## Information supplied
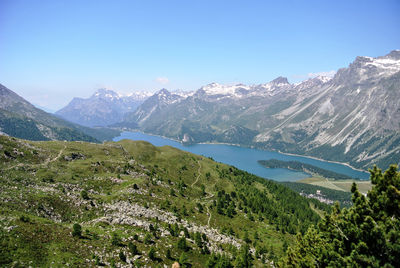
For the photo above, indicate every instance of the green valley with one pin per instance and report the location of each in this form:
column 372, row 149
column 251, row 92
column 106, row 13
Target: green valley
column 131, row 203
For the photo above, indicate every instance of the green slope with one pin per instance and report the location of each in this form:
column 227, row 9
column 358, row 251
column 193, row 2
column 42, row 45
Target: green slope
column 133, row 194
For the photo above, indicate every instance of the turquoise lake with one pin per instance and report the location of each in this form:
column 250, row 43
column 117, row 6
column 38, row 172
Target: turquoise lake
column 246, row 158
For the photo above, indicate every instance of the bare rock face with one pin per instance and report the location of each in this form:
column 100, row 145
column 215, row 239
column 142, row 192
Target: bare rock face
column 353, row 117
column 104, row 107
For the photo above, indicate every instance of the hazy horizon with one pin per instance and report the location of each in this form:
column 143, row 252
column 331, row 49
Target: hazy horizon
column 52, row 51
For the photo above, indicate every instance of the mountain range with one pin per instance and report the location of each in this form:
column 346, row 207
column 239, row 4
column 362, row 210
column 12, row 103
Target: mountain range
column 353, row 117
column 21, row 119
column 104, row 107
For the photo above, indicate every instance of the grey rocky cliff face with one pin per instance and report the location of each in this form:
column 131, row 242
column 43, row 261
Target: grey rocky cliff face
column 353, row 117
column 104, row 107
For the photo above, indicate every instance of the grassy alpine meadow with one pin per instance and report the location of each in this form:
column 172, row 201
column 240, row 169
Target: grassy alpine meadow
column 130, row 203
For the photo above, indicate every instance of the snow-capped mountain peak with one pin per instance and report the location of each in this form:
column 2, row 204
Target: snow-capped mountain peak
column 106, row 94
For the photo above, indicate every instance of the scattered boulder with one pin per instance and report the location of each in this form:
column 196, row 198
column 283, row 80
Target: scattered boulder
column 74, row 156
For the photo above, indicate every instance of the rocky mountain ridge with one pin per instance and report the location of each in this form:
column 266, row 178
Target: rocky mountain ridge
column 104, row 107
column 353, row 117
column 21, row 119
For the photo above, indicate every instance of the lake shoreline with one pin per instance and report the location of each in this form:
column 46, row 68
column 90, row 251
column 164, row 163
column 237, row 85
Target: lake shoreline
column 257, row 156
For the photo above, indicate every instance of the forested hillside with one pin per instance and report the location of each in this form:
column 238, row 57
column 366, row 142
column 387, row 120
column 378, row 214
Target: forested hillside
column 130, row 203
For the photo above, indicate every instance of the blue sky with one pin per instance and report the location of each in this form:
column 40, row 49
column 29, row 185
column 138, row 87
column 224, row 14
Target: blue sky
column 51, row 51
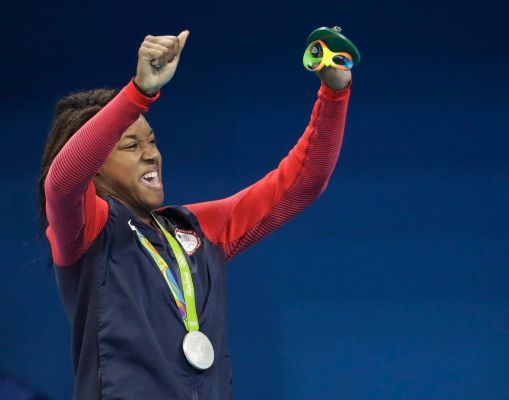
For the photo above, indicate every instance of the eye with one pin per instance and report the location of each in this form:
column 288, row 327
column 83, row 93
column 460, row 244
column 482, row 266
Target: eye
column 316, row 50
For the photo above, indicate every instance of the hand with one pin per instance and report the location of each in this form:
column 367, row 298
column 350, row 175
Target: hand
column 335, row 78
column 158, row 58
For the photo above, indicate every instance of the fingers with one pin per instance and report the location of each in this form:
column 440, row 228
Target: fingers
column 160, row 50
column 182, row 37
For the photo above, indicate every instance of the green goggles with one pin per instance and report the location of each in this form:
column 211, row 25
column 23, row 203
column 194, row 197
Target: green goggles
column 318, row 55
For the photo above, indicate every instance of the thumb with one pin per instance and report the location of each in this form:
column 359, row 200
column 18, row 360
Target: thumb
column 182, row 37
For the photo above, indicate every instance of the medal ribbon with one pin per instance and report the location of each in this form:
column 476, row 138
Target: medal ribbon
column 186, row 303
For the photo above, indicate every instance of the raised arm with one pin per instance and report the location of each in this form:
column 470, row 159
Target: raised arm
column 236, row 222
column 75, row 214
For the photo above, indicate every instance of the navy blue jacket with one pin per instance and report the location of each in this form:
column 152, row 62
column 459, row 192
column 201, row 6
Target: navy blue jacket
column 127, row 330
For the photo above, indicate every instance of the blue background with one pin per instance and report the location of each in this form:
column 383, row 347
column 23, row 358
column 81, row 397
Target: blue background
column 393, row 285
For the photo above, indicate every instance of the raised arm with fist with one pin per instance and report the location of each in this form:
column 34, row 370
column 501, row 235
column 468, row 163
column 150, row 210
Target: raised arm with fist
column 158, row 58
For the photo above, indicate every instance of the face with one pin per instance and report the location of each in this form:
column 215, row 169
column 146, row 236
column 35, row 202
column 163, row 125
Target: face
column 132, row 172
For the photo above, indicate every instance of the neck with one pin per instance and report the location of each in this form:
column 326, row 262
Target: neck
column 144, row 215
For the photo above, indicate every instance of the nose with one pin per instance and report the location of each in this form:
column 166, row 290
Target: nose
column 150, row 153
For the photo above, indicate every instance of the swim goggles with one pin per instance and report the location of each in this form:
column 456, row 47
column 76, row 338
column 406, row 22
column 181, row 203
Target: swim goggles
column 318, row 55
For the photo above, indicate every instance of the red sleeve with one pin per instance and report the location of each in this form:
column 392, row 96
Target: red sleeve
column 236, row 222
column 76, row 215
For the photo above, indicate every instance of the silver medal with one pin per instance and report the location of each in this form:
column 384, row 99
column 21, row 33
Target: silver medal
column 198, row 350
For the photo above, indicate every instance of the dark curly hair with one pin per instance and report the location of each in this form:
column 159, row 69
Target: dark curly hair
column 71, row 113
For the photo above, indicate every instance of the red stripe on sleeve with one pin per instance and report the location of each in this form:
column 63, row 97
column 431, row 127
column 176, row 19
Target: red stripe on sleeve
column 75, row 214
column 239, row 221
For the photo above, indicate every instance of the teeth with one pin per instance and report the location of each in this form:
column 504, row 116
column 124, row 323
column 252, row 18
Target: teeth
column 151, row 174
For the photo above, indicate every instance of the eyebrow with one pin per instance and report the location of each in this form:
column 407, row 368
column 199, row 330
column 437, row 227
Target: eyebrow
column 135, row 136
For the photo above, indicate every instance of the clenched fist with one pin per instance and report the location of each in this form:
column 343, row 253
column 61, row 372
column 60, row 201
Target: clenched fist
column 335, row 78
column 158, row 58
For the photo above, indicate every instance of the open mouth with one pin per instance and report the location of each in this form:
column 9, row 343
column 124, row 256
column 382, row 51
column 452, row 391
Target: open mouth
column 152, row 180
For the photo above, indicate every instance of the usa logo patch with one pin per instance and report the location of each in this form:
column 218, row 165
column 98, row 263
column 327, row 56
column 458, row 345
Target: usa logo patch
column 189, row 240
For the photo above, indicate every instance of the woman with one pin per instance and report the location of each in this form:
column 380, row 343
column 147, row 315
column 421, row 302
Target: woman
column 148, row 312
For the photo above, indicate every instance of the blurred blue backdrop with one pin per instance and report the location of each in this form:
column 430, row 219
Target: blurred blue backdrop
column 393, row 285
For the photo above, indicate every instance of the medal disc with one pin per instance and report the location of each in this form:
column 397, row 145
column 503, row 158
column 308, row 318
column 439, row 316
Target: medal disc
column 198, row 350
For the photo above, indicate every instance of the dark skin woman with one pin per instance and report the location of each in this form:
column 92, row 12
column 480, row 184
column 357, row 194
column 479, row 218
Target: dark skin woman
column 137, row 280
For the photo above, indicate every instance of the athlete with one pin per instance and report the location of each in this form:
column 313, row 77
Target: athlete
column 144, row 285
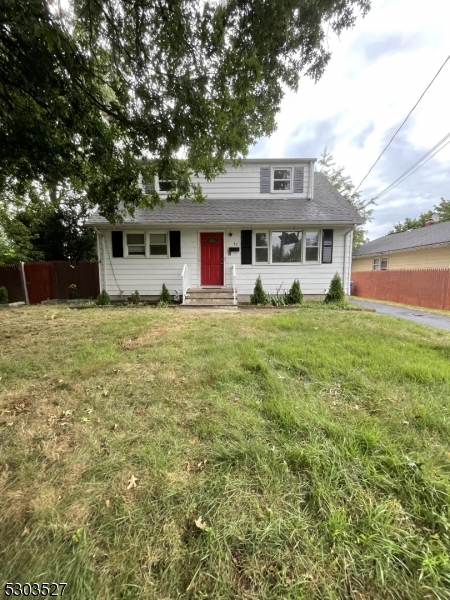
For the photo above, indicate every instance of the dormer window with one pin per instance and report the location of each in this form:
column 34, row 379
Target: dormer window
column 163, row 185
column 281, row 180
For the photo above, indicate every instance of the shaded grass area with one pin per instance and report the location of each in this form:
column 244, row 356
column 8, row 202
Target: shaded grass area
column 299, row 454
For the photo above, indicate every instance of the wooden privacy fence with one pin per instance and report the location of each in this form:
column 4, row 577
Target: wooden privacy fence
column 51, row 281
column 419, row 287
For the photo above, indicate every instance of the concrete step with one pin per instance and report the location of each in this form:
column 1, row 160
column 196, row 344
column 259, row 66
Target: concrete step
column 205, row 301
column 216, row 295
column 209, row 306
column 210, row 290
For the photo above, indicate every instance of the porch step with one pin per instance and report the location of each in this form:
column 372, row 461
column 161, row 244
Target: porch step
column 209, row 298
column 209, row 306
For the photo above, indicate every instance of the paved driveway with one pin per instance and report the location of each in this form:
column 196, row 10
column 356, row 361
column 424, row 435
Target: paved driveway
column 417, row 316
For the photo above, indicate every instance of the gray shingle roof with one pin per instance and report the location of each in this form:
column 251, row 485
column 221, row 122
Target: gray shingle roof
column 327, row 206
column 415, row 238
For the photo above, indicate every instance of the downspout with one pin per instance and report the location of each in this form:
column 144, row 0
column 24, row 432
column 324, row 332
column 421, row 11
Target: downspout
column 311, row 180
column 346, row 280
column 103, row 261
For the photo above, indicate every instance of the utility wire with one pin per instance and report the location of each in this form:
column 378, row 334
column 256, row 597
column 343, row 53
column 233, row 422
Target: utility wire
column 409, row 114
column 422, row 161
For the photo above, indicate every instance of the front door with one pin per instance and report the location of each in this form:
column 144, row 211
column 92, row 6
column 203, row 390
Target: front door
column 211, row 245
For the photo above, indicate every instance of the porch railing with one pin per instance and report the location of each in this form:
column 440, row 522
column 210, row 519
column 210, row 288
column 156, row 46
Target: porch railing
column 233, row 278
column 186, row 277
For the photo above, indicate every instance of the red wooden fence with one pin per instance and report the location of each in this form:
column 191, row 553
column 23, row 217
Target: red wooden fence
column 51, row 280
column 39, row 281
column 421, row 287
column 11, row 279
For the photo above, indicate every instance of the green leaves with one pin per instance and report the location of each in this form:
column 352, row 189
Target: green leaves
column 91, row 92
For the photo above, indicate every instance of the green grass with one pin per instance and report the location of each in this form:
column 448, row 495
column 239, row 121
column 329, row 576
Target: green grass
column 313, row 444
column 436, row 311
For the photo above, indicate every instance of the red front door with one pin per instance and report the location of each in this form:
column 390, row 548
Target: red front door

## Exercise details
Write out only the lines that run from the line containing "For the photo above, indicate every instance of the mountain" through the line containing "column 40, row 49", both included, exactly as they appear above.

## Result of this task
For the photo above, indicate every instance of the mountain range with one pin per instance and report the location of each in this form:
column 346, row 207
column 239, row 4
column 362, row 210
column 12, row 103
Target: mountain range
column 353, row 117
column 21, row 119
column 104, row 107
For the photo above, indicate every instance of the grey rocky cliff face with one pin per instance and report the location of each in this form:
column 131, row 242
column 43, row 261
Target: grey rocky cliff face
column 353, row 117
column 104, row 107
For the photo above, indicate every instance of the grassy alpine meadow with one pin per instance and report the location of each in this form:
column 172, row 201
column 240, row 169
Target: grassy alpine meadow
column 130, row 203
For the photo above, indicate every instance of the snow-capped mountain peak with one pin per instance and report the location of each in this form:
column 2, row 204
Target: snow-capped mountain peak
column 106, row 94
For the photo above, indicate every instance of the scattered boulder with one pin per instance and report the location of each in this form:
column 196, row 198
column 283, row 80
Target: scattered boulder
column 74, row 156
For the photo above, indicate every instance of the rocky mountain ridge with one pin per instance and report the location of each in this form:
column 266, row 178
Target: rocky mountain ridge
column 104, row 107
column 353, row 117
column 21, row 119
For the photo above, indicate every instance of the lake shoreline with one pin per instance and report the location of each in this form:
column 46, row 68
column 90, row 251
column 164, row 163
column 237, row 85
Target: lake shoreline
column 257, row 156
For the photo above, indicate every instance of the forested hillside with one pin per instance and report the location of each in this form:
column 238, row 57
column 366, row 142
column 387, row 120
column 378, row 214
Target: forested hillside
column 130, row 203
For the photo above, indicate every instance of the blue sky with one pin per instance and report the location of each in this form:
column 40, row 49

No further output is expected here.